*Document section*.
○ ○ ○ ○ ○

Mr. Crane also said the eight senators working on a deal are missing a big part of the discussion because they have not talked to immigration enforcement officers and prosecutors about what is needed.
The so-called "Gang of Eight" is pushing to have an immigration deal done soon — possibly by early next week.
But even with the bill still unwritten, they already are sparring over exactly how much time should be devoted to pushing it through the Senate.
On Wednesday, the White House said there was so much debate the last time the Senate took up the issue in 2006 and 2007 that an extensive process isn't required this time around.
"This legislation in essence has been on the table and subject to debate in the United States Congress for many years now," White House press secretary Jay Carney told reporters traveling aboard Air Force One. "The basic outlines of what has been under consideration and is being worked on by the Gang of Eight and has been proposed by the president reflects legislation that was considered in Congress, in 2006, 2007, I believe."
But key Republicans argue that half of current senators weren't in the chamber in 2007, and say the issue is too complex to try to jam through the chamber.
Indeed, in 2007 Senate Majority Leader Harry Reid tried to short-circuit floor debate, only to prompt a filibuster from Republicans who said the bill deserved to have a long amendment process.
Mr. Reid relented and brought the bill back to the floor with some amendments allowed, but the bill was again blocked — this time in a bipartisan filibuster.
Senators objected to the way the legal immigration system was being rewritten, and argued that the border needed to be secure before illegal immigrants were legalized.
Now, senators are once again facing both of those questions.
The eight negotiators working on a bill say they have solved the border security situation by giving illegal immigrants immediate legal status but withholding their full path to citizenship until after the borders are deemed secure.

○ ○ ○ ○ ○

*Data shown*.
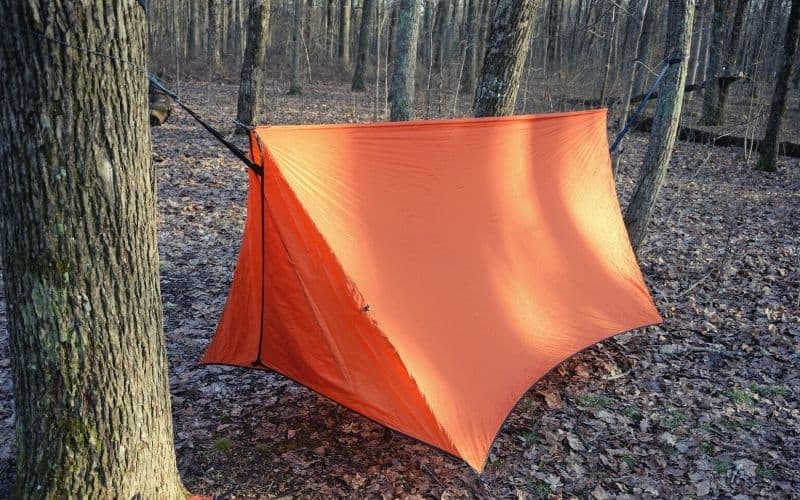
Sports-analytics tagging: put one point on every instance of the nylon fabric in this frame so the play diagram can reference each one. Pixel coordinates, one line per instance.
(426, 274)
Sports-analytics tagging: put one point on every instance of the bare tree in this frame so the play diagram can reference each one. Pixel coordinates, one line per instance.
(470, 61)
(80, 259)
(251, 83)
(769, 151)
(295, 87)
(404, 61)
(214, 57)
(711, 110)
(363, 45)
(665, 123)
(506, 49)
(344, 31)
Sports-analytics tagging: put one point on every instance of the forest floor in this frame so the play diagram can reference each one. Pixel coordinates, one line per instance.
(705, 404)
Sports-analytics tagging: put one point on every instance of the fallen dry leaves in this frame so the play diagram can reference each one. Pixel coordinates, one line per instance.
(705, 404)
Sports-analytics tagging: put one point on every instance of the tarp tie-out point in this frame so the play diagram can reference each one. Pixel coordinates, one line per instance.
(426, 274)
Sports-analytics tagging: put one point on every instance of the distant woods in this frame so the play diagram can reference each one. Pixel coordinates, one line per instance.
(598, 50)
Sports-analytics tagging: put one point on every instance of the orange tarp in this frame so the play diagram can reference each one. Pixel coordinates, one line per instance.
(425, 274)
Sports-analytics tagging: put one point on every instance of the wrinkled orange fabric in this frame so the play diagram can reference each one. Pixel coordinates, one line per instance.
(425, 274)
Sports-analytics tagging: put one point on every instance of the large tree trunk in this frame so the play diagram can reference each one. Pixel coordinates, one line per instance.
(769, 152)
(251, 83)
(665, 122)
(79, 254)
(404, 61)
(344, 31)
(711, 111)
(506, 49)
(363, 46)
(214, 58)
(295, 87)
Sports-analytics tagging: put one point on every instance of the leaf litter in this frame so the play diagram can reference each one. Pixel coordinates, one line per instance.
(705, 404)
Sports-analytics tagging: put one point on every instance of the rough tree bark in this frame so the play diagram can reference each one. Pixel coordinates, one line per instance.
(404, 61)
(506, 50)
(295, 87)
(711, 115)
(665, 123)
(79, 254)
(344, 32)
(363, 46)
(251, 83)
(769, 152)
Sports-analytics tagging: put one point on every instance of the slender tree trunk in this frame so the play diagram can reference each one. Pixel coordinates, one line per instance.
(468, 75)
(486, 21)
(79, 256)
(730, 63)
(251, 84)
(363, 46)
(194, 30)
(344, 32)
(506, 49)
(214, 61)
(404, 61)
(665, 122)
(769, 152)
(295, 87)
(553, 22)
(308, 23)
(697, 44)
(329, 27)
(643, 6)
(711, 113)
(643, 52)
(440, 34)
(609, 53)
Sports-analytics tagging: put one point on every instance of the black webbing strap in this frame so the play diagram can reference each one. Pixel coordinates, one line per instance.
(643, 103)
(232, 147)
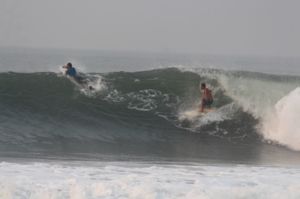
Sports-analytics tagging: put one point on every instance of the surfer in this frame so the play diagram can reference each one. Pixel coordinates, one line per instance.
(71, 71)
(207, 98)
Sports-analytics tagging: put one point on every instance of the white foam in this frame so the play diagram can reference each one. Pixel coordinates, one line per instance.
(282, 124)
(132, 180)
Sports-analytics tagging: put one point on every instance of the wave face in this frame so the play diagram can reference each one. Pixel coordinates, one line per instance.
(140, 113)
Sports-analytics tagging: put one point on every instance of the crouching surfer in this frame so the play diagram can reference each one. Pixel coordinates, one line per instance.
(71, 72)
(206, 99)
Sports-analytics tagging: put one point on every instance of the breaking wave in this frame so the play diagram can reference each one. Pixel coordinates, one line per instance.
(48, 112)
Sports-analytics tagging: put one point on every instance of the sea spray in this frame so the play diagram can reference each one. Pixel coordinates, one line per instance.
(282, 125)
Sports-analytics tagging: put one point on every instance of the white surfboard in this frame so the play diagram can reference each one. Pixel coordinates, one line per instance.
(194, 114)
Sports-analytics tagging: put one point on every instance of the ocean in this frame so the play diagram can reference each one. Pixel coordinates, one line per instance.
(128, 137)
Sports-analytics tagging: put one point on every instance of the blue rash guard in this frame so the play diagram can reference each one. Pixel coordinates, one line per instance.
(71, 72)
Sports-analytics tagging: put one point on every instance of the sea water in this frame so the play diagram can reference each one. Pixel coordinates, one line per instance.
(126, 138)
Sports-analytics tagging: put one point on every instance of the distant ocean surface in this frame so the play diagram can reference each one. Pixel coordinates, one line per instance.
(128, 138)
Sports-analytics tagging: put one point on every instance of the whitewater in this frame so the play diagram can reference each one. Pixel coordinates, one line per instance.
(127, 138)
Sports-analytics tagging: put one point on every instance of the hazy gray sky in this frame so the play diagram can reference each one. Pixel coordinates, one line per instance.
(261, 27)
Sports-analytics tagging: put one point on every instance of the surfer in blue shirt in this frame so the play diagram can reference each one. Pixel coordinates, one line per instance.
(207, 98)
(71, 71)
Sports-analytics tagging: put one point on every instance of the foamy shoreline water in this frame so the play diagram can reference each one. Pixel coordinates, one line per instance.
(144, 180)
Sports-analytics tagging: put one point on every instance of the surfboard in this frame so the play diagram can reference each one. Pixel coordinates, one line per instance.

○ ○ ○ ○ ○

*Problems and tasks*.
- 1) Repeat word for word the stretch of the Senate immigration passage from "Mr. Crane also" through "what is needed.".
- 2) In the Senate immigration passage, what blocked the bill when Reid brought it back to the floor with some amendments allowed?
- 3) Take the passage on the Senate immigration debate further, picking up after its final sentence.

*Expected outputs*.
- 1)
Mr. Crane also said the eight senators working on a deal are missing a big part of the discussion because they have not talked to immigration enforcement officers and prosecutors about what is needed.

- 2) A bipartisan filibuster blocked it.

- 3)
But Mr. Crane, the ICE union chief, said he hasn't seen any details that suggest the borders can be brought under control, and he also said without better interior enforcement there will still be a flood of illegal immigration.
"This is more about amnesty or legalization than truly addressing illegal immigration or ending it," Mr. Crane told reporters on a conference call designed to rally opposition to the current direction of Senate negotiations.
Democrats are pushing for quick action because they believe they have political momentum after last year's elections, which saw Hispanic voters deliver an overwhelming share of votes to Mr. Obama's re-election bid.
And many Republican leaders say they want to see action this year, arguing the GOP needs to take this issue off the table.
But new polling Wednesday found that rank-and-file GOP voters don't support those plans.
The ABC News/Washington Post poll found that overall, 57 percent of Americans surveyed supported granting some sort of path to citizenship to illegal immigrants. But among Republicans, 60 percent rejected that idea.
The poll also found 80 percent of Americans support stricter border enforcement.